◆ Set problem:
Copy out the stretch of the records from the very start through the line containing "(310, 1067)", leaving out the pictures.

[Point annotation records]
▶

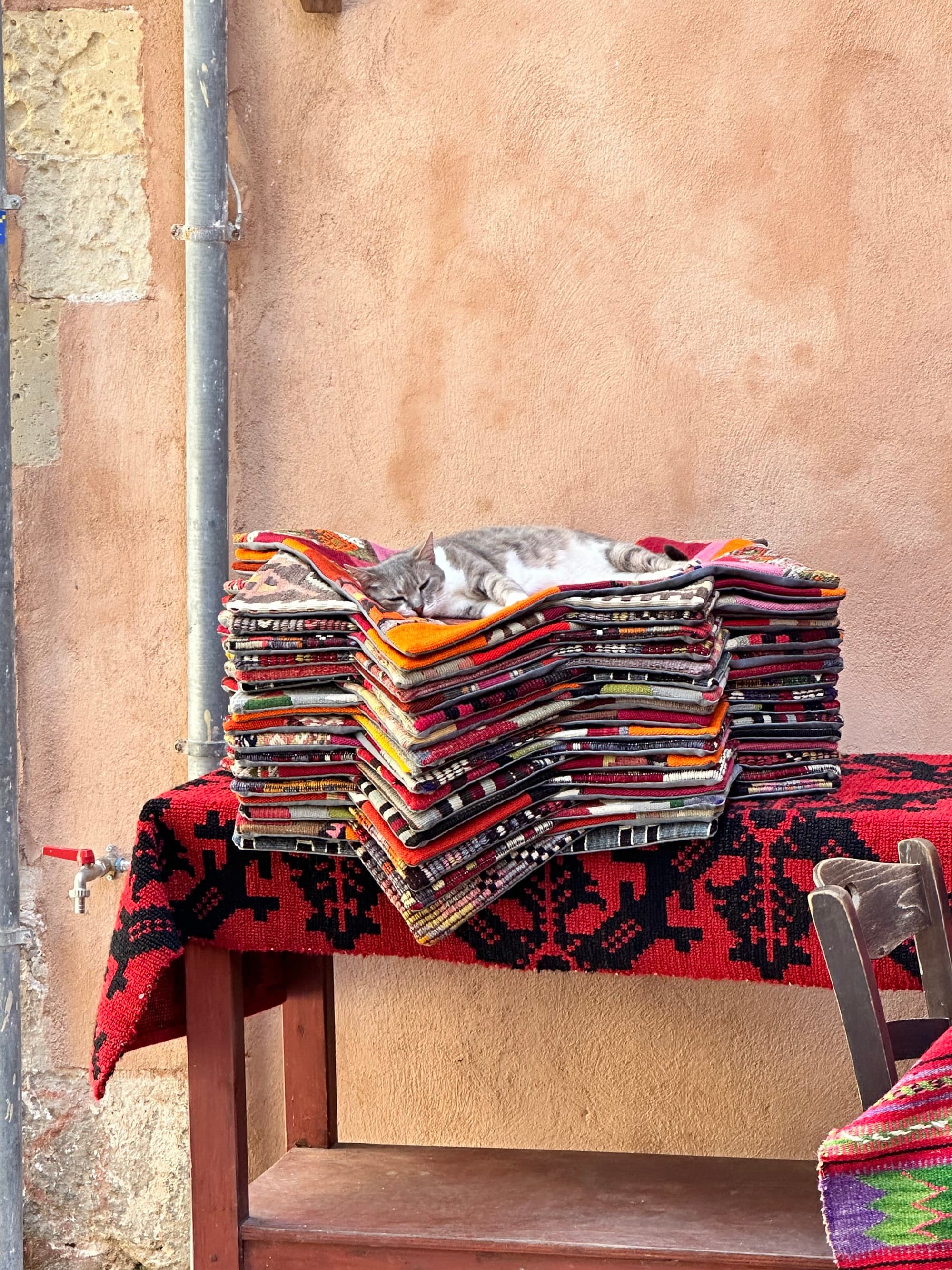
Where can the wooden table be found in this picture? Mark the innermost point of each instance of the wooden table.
(435, 1208)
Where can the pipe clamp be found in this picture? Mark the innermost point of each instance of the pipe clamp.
(201, 749)
(229, 233)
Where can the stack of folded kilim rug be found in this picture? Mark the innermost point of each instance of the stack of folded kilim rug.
(457, 757)
(292, 733)
(785, 648)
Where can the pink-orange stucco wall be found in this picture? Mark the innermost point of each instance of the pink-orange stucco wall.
(625, 266)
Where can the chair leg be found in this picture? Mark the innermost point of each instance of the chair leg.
(215, 1029)
(310, 1069)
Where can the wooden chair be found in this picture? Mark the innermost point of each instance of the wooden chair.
(863, 911)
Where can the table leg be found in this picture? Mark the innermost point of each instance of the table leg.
(218, 1130)
(310, 1067)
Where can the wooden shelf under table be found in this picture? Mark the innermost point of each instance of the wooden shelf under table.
(408, 1207)
(339, 1207)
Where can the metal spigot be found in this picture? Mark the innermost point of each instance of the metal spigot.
(111, 865)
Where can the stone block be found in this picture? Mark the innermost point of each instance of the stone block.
(86, 229)
(73, 82)
(74, 117)
(107, 1185)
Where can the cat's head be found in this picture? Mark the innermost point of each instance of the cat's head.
(409, 582)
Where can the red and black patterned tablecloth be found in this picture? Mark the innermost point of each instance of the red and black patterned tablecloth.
(732, 907)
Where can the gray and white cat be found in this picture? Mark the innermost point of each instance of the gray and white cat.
(479, 572)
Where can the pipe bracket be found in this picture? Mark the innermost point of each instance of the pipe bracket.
(201, 749)
(230, 233)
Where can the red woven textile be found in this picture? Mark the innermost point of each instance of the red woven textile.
(733, 907)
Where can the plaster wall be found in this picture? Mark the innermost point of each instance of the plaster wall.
(630, 267)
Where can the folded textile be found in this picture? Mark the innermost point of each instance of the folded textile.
(456, 757)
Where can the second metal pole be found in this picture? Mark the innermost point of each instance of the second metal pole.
(206, 235)
(10, 1062)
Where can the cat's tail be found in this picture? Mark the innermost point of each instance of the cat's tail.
(630, 558)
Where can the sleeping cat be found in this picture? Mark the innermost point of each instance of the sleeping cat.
(479, 572)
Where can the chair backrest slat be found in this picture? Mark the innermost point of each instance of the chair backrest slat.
(863, 910)
(889, 900)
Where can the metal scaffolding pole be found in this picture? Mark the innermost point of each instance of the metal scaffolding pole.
(10, 939)
(206, 234)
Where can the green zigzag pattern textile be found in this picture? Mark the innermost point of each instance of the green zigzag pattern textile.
(886, 1179)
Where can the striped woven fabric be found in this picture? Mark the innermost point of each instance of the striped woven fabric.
(886, 1179)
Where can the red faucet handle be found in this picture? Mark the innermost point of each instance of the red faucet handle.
(84, 856)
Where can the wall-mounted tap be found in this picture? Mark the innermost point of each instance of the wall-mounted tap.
(111, 865)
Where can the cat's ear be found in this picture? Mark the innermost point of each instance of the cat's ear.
(426, 550)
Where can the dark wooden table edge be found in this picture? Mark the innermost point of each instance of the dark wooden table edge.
(262, 1241)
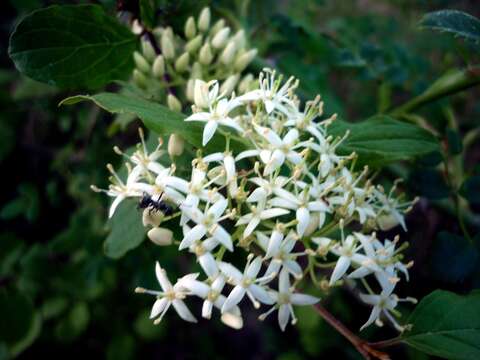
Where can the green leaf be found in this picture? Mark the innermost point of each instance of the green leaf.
(446, 325)
(454, 22)
(127, 230)
(381, 139)
(72, 46)
(156, 117)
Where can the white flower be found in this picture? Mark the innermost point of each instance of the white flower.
(285, 298)
(279, 249)
(207, 223)
(256, 215)
(212, 297)
(385, 304)
(218, 114)
(171, 295)
(245, 283)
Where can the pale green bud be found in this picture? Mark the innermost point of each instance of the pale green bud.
(239, 39)
(244, 85)
(159, 66)
(181, 64)
(219, 25)
(190, 28)
(176, 144)
(194, 44)
(160, 236)
(196, 71)
(228, 53)
(229, 84)
(173, 103)
(220, 38)
(190, 90)
(139, 78)
(166, 43)
(204, 19)
(141, 63)
(148, 51)
(244, 59)
(205, 55)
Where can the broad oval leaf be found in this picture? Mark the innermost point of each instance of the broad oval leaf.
(127, 230)
(72, 46)
(156, 117)
(381, 139)
(447, 325)
(455, 22)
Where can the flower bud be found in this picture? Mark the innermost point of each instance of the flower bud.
(229, 84)
(206, 55)
(173, 103)
(228, 53)
(201, 94)
(166, 43)
(245, 84)
(190, 90)
(176, 144)
(204, 19)
(190, 28)
(219, 25)
(181, 64)
(148, 51)
(243, 60)
(152, 218)
(239, 39)
(220, 38)
(139, 78)
(160, 236)
(194, 44)
(196, 71)
(159, 66)
(141, 63)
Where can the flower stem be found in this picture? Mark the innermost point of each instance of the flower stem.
(364, 348)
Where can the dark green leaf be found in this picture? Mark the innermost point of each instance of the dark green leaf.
(72, 46)
(453, 257)
(156, 117)
(455, 22)
(447, 325)
(127, 230)
(381, 139)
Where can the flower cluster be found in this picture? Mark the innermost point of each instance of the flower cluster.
(278, 192)
(169, 63)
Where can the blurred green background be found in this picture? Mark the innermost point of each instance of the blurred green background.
(60, 296)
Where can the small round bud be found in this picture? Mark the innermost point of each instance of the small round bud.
(160, 236)
(139, 78)
(229, 85)
(173, 103)
(159, 66)
(194, 44)
(148, 51)
(228, 53)
(206, 55)
(152, 218)
(204, 19)
(181, 64)
(190, 28)
(219, 25)
(190, 90)
(243, 60)
(176, 145)
(141, 63)
(166, 43)
(220, 38)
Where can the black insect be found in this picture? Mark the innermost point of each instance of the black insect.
(157, 205)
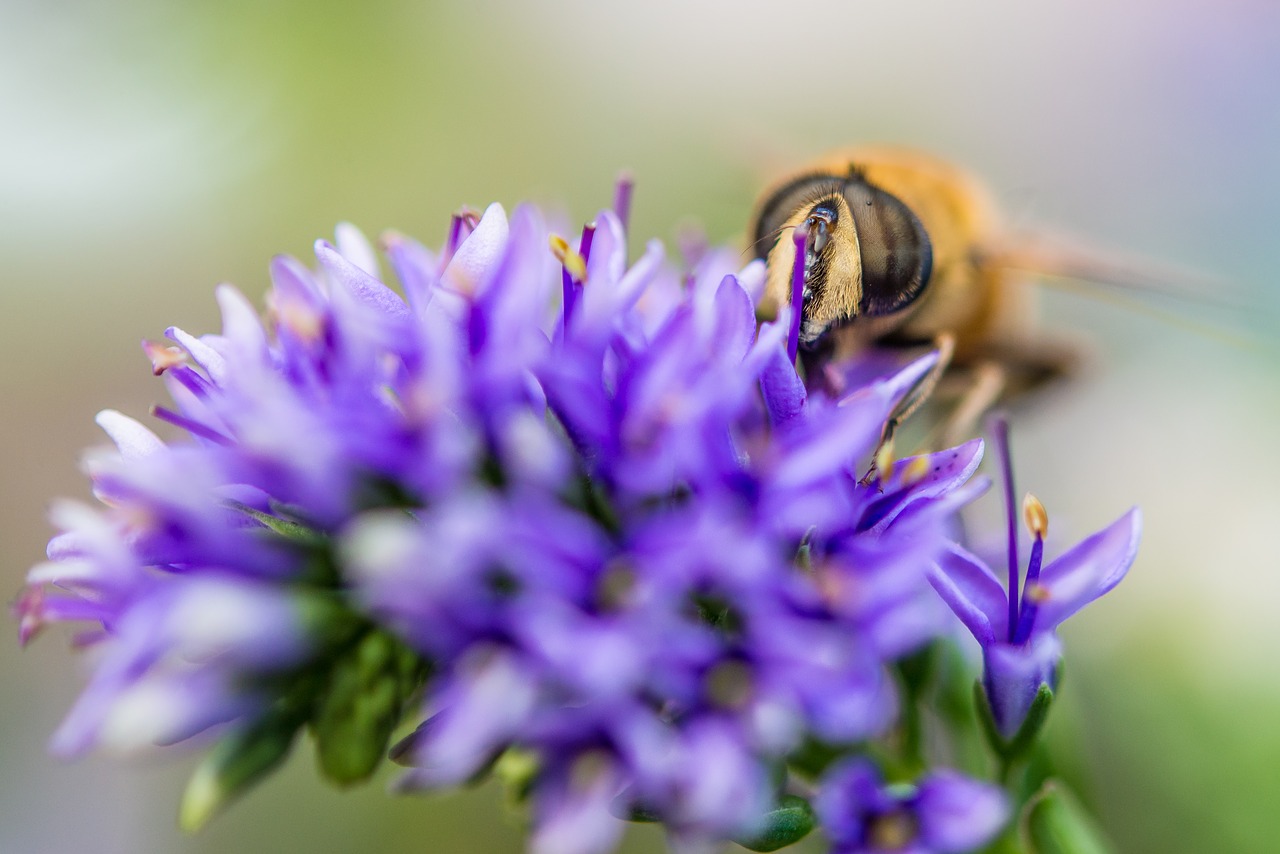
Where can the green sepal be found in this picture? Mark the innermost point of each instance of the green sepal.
(1055, 823)
(238, 761)
(517, 770)
(1013, 749)
(785, 825)
(286, 528)
(362, 703)
(328, 620)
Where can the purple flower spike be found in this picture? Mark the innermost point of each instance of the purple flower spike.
(584, 508)
(1018, 633)
(942, 813)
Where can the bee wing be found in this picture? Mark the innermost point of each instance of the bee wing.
(1201, 304)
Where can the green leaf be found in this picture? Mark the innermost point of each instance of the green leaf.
(364, 700)
(786, 825)
(238, 761)
(1056, 823)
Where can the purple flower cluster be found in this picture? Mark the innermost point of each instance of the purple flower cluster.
(588, 507)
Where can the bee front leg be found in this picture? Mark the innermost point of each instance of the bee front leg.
(987, 383)
(945, 345)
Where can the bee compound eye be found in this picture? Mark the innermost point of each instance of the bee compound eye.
(896, 252)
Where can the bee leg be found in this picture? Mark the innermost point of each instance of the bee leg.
(987, 384)
(946, 345)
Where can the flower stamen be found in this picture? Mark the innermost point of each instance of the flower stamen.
(799, 238)
(1000, 429)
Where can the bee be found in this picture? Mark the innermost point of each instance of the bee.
(905, 251)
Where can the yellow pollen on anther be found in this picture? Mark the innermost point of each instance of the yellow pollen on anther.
(1034, 516)
(163, 357)
(574, 263)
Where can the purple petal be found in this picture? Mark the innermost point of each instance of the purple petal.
(973, 593)
(133, 439)
(241, 324)
(944, 473)
(956, 813)
(356, 249)
(361, 284)
(1087, 571)
(415, 266)
(204, 355)
(480, 252)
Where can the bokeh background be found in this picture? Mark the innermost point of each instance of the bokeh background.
(150, 150)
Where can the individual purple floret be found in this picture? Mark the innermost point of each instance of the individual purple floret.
(941, 813)
(1018, 631)
(586, 506)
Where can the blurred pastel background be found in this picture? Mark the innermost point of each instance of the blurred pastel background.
(150, 150)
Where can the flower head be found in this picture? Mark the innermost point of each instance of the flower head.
(588, 506)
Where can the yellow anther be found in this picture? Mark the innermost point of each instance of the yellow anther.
(1037, 593)
(885, 459)
(163, 357)
(1034, 516)
(574, 263)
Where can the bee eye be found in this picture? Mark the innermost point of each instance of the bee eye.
(818, 224)
(780, 208)
(896, 252)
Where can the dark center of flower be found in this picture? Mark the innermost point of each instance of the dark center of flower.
(891, 831)
(728, 684)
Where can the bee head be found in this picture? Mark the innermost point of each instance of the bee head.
(867, 255)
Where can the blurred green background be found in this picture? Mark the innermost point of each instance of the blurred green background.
(150, 150)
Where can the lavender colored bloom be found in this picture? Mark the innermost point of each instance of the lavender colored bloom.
(1020, 648)
(942, 813)
(594, 501)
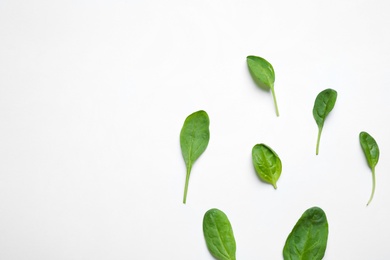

◀

◆ Final result:
Where can the wooden table be found in this picture? Mark the innermost point of each instance of the wooden table.
(435, 1208)
Where can the pipe clamp be found in this picture? Mark the innermost point of each instance of the pipe clamp.
(201, 749)
(229, 233)
Where can the stack of folded kilim rug be found in this picture? Mark the innermost point of each instance of the stack of folded kilim rug.
(457, 757)
(292, 733)
(785, 648)
Where can the pink-orange stucco wall be found in this picture? Mark the innermost point of each instance of the pink-orange stucco wall.
(625, 266)
Where can the chair leg be found in this picture? Mark the innermost point of each instance of the chair leg.
(215, 1029)
(310, 1069)
Where can the wooden chair be found in this picture? Mark the innermost point of each instance of the wooden chair.
(863, 911)
Where can the table leg be found in this picture? Mark the innermost point of each instance of the table leg.
(218, 1130)
(310, 1067)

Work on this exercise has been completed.